Exercise description
Please count the lines below that contain the word "panel" and reply with that number only.

Data provided
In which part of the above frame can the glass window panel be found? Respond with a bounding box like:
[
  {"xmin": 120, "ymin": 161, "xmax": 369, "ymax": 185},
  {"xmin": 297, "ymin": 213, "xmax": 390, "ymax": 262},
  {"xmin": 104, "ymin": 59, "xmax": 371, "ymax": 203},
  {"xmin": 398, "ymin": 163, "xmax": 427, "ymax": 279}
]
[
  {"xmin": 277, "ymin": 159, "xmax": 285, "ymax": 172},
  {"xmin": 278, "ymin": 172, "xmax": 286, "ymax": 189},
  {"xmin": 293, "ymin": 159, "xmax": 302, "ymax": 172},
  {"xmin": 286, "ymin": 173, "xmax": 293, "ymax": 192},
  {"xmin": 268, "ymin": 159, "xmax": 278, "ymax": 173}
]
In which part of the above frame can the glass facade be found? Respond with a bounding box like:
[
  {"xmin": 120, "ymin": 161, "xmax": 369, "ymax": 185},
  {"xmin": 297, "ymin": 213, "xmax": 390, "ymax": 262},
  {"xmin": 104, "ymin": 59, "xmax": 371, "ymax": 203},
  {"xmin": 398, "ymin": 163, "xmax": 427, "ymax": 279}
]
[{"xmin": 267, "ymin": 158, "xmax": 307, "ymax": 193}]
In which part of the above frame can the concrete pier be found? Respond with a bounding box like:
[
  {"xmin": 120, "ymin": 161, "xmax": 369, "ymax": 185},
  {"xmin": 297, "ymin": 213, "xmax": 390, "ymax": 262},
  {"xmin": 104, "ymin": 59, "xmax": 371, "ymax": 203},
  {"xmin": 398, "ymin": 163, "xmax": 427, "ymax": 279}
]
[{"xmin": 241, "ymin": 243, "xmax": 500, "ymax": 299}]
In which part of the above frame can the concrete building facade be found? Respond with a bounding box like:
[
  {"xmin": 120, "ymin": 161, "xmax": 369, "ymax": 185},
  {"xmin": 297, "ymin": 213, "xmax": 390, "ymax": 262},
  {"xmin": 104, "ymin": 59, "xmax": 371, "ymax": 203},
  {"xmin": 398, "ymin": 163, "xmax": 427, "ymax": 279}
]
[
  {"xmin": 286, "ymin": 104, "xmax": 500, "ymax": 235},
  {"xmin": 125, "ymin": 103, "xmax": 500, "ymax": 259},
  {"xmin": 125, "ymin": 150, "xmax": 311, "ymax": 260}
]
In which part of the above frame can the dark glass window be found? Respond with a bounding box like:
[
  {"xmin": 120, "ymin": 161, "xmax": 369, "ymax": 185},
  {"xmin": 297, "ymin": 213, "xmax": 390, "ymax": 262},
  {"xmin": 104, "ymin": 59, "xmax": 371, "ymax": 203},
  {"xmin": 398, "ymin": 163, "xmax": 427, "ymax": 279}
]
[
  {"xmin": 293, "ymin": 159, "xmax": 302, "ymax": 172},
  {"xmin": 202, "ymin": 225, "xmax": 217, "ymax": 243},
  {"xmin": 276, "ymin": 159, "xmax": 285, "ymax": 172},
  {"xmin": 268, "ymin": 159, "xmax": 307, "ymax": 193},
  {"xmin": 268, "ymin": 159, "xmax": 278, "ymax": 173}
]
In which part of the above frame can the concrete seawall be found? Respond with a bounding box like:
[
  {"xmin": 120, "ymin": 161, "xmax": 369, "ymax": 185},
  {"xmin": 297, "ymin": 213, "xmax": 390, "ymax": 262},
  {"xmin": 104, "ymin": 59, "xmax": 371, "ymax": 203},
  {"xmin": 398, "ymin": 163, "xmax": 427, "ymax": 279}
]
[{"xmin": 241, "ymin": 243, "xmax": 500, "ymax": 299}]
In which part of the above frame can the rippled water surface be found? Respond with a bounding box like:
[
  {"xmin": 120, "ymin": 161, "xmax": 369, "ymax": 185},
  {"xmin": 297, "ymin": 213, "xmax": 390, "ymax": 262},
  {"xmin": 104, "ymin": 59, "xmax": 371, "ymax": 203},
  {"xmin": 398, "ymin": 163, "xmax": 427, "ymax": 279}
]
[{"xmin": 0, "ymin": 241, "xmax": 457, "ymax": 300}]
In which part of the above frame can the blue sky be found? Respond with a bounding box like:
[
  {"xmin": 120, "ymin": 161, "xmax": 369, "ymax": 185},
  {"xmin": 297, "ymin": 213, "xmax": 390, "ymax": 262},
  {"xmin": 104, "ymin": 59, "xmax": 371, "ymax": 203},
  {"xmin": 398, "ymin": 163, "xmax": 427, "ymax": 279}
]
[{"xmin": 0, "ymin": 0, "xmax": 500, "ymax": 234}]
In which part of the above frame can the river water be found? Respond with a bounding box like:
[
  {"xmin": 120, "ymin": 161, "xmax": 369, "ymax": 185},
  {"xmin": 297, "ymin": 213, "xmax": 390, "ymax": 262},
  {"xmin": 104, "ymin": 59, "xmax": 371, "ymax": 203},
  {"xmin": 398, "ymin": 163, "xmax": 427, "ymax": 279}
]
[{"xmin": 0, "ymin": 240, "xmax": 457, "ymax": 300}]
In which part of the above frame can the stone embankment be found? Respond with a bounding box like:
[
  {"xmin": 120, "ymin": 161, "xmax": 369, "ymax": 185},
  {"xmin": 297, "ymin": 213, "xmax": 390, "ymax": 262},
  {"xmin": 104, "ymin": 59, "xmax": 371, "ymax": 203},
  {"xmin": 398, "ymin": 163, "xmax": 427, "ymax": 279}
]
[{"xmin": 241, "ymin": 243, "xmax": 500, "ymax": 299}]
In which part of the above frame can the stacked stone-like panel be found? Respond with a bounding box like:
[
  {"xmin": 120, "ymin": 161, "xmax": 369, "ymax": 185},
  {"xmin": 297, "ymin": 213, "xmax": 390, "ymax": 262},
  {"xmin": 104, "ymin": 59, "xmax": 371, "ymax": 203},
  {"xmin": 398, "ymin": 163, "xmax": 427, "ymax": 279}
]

Answer below
2